- _ABOUT THIS EXERCISE_
Nothing but the lines from the line with "Practice step: indicate the grey" to the end of the records below should appear in the answer, each exactly as given.
(EXERCISE DATA)
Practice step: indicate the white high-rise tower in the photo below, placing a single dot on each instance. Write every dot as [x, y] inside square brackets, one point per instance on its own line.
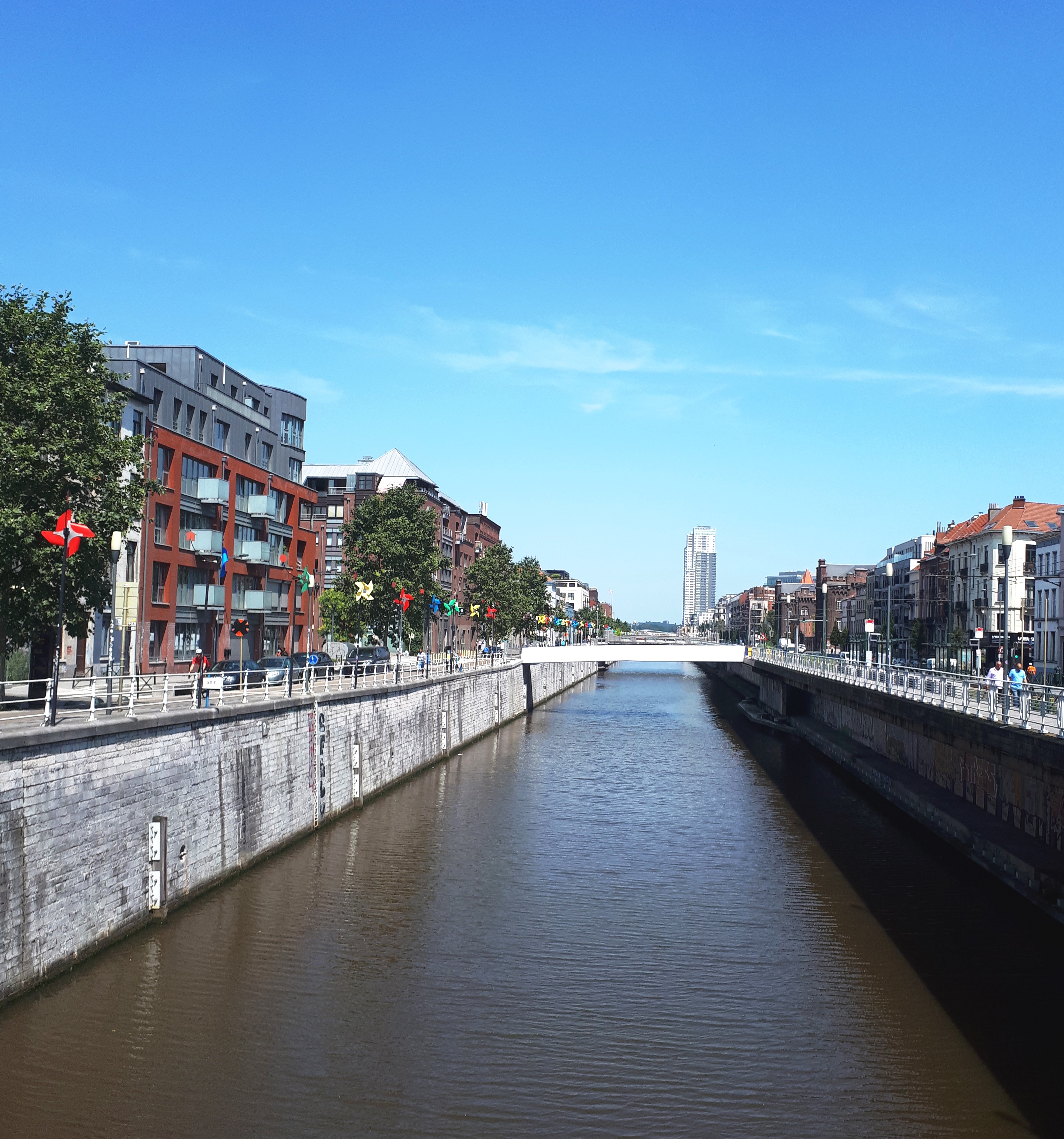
[700, 572]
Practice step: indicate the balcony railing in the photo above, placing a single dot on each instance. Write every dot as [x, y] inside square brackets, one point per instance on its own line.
[258, 553]
[203, 542]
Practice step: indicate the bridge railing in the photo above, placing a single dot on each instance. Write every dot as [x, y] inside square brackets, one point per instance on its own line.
[1037, 708]
[28, 704]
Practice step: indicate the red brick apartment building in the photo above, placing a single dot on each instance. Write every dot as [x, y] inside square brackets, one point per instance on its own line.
[215, 503]
[463, 537]
[229, 455]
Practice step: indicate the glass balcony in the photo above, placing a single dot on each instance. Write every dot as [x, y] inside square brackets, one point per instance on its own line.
[213, 597]
[212, 490]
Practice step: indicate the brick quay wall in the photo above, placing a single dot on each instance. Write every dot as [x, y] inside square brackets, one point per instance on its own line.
[994, 792]
[234, 785]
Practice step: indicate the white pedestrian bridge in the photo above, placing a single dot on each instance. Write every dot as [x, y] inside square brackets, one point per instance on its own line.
[609, 653]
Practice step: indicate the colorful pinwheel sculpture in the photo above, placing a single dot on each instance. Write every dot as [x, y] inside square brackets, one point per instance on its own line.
[74, 534]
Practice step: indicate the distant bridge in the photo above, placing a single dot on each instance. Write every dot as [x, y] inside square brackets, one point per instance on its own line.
[645, 654]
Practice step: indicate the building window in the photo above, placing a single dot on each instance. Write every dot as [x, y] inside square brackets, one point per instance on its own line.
[163, 459]
[192, 472]
[186, 640]
[162, 524]
[291, 431]
[187, 578]
[159, 582]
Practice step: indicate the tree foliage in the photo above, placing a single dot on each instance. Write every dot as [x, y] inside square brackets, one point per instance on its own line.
[58, 449]
[517, 590]
[391, 539]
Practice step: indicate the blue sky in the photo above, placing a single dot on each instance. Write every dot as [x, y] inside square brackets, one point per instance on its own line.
[792, 270]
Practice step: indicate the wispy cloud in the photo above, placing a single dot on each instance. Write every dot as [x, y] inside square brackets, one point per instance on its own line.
[314, 388]
[155, 259]
[482, 345]
[937, 314]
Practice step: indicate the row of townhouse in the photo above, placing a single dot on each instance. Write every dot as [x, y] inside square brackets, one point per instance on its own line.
[941, 596]
[463, 536]
[237, 511]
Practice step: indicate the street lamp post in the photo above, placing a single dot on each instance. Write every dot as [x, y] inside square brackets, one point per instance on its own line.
[889, 570]
[115, 554]
[824, 620]
[1006, 551]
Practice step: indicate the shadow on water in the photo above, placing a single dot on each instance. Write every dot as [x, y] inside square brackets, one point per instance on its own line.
[993, 962]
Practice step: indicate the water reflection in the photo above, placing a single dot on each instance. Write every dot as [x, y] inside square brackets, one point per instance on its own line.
[607, 920]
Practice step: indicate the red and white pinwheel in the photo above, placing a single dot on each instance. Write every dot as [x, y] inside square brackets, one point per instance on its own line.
[77, 532]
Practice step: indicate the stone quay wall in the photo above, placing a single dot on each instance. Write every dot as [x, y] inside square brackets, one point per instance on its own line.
[226, 788]
[994, 791]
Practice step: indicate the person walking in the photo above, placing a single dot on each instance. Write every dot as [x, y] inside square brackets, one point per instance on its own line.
[1016, 679]
[996, 678]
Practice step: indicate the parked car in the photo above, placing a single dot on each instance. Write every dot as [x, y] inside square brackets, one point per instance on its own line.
[372, 659]
[232, 671]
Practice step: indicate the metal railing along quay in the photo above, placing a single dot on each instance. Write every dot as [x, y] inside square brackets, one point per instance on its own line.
[85, 700]
[1037, 708]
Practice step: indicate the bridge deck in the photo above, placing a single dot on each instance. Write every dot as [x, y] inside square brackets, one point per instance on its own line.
[642, 653]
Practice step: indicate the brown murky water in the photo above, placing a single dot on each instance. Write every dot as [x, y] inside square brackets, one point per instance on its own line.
[615, 920]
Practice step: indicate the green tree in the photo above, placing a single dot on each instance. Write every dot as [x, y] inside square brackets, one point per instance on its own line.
[60, 448]
[517, 590]
[392, 540]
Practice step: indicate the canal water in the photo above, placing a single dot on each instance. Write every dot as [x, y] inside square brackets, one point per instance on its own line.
[631, 915]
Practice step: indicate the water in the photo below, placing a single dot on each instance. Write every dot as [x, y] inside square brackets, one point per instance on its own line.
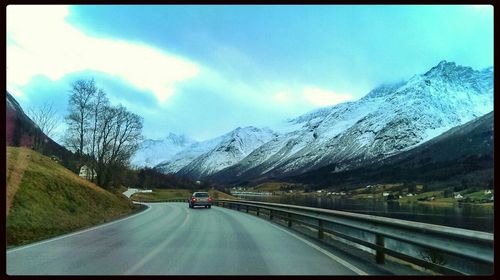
[468, 216]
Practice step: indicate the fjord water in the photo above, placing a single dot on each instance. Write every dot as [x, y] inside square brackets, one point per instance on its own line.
[467, 216]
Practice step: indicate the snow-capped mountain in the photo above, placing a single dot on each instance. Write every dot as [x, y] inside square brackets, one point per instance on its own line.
[388, 120]
[152, 152]
[187, 155]
[203, 160]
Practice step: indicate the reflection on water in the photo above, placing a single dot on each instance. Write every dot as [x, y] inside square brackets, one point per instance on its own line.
[469, 216]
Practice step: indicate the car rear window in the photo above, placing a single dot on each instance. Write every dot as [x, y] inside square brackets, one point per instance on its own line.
[201, 194]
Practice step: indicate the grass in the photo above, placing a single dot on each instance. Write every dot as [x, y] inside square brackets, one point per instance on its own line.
[45, 199]
[158, 195]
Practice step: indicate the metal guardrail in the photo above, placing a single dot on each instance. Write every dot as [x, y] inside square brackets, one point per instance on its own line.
[446, 250]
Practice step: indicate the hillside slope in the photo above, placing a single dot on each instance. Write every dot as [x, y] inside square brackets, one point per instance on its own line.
[461, 155]
[45, 199]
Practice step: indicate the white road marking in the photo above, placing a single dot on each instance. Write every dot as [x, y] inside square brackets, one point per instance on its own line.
[78, 232]
[330, 255]
[157, 250]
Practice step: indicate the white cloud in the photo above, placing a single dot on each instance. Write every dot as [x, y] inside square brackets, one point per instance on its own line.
[321, 97]
[282, 97]
[41, 42]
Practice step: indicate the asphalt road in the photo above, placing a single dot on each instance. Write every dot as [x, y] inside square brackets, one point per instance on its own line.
[171, 239]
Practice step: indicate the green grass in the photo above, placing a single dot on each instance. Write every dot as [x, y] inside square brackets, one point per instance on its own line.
[159, 195]
[47, 200]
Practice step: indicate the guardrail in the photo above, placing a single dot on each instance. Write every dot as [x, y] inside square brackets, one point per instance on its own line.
[445, 250]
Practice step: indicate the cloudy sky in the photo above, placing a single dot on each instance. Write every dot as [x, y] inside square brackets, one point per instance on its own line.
[205, 70]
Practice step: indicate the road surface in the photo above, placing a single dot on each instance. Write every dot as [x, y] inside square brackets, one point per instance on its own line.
[171, 239]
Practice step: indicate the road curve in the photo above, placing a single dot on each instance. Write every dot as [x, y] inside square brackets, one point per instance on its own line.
[171, 239]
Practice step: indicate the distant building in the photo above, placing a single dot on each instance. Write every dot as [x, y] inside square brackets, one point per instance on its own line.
[87, 173]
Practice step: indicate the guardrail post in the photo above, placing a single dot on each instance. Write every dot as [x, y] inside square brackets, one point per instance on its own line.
[320, 229]
[379, 255]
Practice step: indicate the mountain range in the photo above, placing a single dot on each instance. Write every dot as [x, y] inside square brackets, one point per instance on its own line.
[389, 120]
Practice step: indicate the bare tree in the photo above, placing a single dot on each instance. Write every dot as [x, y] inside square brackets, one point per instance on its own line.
[82, 92]
[118, 138]
[104, 136]
[46, 119]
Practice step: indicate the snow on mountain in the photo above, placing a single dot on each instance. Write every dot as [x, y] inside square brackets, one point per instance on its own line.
[388, 120]
[231, 148]
[187, 155]
[152, 152]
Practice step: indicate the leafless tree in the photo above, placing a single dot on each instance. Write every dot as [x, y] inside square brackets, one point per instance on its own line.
[118, 138]
[45, 117]
[105, 136]
[80, 102]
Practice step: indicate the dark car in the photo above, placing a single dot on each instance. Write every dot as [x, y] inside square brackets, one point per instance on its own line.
[200, 199]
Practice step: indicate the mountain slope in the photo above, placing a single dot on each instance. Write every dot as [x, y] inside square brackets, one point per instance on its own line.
[232, 147]
[21, 131]
[388, 120]
[45, 199]
[462, 153]
[152, 152]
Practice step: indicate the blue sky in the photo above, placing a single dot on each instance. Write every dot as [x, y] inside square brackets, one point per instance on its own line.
[205, 70]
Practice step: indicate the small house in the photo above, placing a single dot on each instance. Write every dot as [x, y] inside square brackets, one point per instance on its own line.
[87, 173]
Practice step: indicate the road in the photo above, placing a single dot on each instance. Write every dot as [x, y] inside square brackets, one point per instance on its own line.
[171, 239]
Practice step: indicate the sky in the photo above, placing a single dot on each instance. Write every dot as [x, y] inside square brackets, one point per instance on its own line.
[205, 70]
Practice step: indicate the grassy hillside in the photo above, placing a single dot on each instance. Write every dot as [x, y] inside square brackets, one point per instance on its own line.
[44, 199]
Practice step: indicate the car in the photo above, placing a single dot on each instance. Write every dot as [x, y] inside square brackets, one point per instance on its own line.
[200, 199]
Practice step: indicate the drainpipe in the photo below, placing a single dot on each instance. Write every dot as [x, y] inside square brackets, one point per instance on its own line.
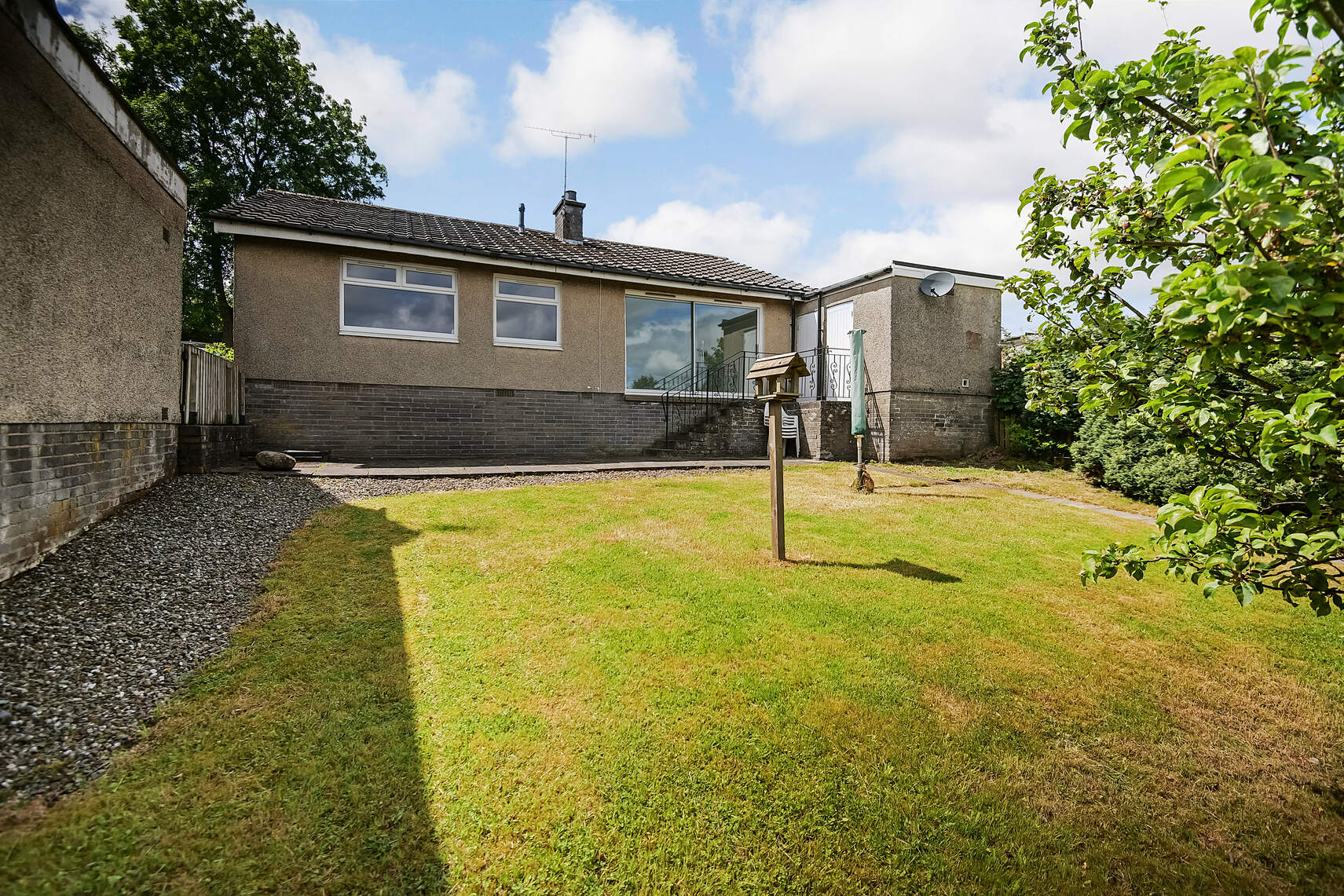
[822, 353]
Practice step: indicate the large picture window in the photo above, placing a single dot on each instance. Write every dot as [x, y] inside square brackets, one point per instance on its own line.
[665, 338]
[527, 312]
[397, 302]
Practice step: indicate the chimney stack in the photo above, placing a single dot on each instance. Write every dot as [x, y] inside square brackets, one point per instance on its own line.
[569, 218]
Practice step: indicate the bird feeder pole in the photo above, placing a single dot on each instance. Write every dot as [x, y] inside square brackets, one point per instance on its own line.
[859, 410]
[776, 408]
[776, 380]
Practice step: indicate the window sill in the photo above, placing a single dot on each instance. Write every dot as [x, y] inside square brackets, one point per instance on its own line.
[413, 338]
[544, 347]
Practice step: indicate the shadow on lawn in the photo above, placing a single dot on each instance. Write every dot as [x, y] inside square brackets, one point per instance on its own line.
[895, 565]
[291, 763]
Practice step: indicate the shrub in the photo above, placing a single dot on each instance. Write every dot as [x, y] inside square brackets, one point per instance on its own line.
[1037, 434]
[1134, 459]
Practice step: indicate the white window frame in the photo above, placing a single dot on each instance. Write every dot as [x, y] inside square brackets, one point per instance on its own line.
[693, 300]
[421, 336]
[531, 300]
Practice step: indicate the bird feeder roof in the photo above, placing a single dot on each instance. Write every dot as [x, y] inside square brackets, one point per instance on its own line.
[778, 366]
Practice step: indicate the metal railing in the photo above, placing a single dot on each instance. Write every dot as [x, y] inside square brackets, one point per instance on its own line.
[211, 387]
[699, 389]
[832, 374]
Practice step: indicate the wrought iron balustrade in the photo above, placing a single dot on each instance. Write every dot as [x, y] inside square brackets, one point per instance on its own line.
[699, 389]
[832, 374]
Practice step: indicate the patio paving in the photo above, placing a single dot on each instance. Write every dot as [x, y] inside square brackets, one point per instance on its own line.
[417, 470]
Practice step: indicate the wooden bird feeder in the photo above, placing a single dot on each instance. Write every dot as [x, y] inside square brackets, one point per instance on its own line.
[776, 380]
[777, 376]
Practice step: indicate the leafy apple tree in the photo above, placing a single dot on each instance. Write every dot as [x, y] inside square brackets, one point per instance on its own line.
[1219, 176]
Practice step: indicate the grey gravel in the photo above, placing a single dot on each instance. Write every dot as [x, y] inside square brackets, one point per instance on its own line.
[96, 637]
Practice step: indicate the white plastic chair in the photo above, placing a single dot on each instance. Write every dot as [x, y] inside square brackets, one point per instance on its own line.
[788, 426]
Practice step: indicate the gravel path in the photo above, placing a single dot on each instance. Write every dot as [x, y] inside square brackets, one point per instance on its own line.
[97, 635]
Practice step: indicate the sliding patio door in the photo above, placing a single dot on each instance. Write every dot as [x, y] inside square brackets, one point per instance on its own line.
(End EXERCISE DATA)
- _RESPONSE_
Practice step: indicate the grey gravel in the photo above, placing a single dot on each instance. Write every dot as [x, y] inside square brackets, one point per instance on its own line.
[96, 637]
Practice step: indicate the white plastic chair in the photo above, placing a single dot on each instance. Write every dot as [x, y] inside square brackets, one point per instance on its own line.
[788, 426]
Practice step: indicate the gravel path in the photo above, placing a single dot on each instance. Write every dot as [x, y] inside square brackets, one point per instance on its own line.
[97, 635]
Practice step: indicate the sliding patio door in the photo above, placing a single dot on each instance. Write every dot as [x, y] inside square brackets, one point per instance on its own line.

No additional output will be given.